**YOUR OBJECTIVE**
Copy the records below word for word, leaving out nothing.

- Opening Delimiter -

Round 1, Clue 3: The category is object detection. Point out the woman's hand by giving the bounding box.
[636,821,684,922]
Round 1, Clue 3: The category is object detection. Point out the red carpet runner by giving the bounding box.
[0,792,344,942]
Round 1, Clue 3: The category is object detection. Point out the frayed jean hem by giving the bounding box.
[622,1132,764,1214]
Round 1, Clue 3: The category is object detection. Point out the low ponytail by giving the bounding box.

- Closing Delimiter -

**RESPONSE TO THE TASK**
Round 1, Clue 3: The category is object detection. Point out the woman's hand by giving the bounding box.
[636,821,684,922]
Round 1, Clue 3: The category is object detection. Point out the red carpet runner by giving the bounding box.
[0,792,344,942]
Round 1, Clue 3: The category is object detection. Point out the frayed jean hem by giving the bounding box.
[622,1132,764,1214]
Round 1, Clue 3: The category is object detection. Point out the low ponytail by giving the bounding box.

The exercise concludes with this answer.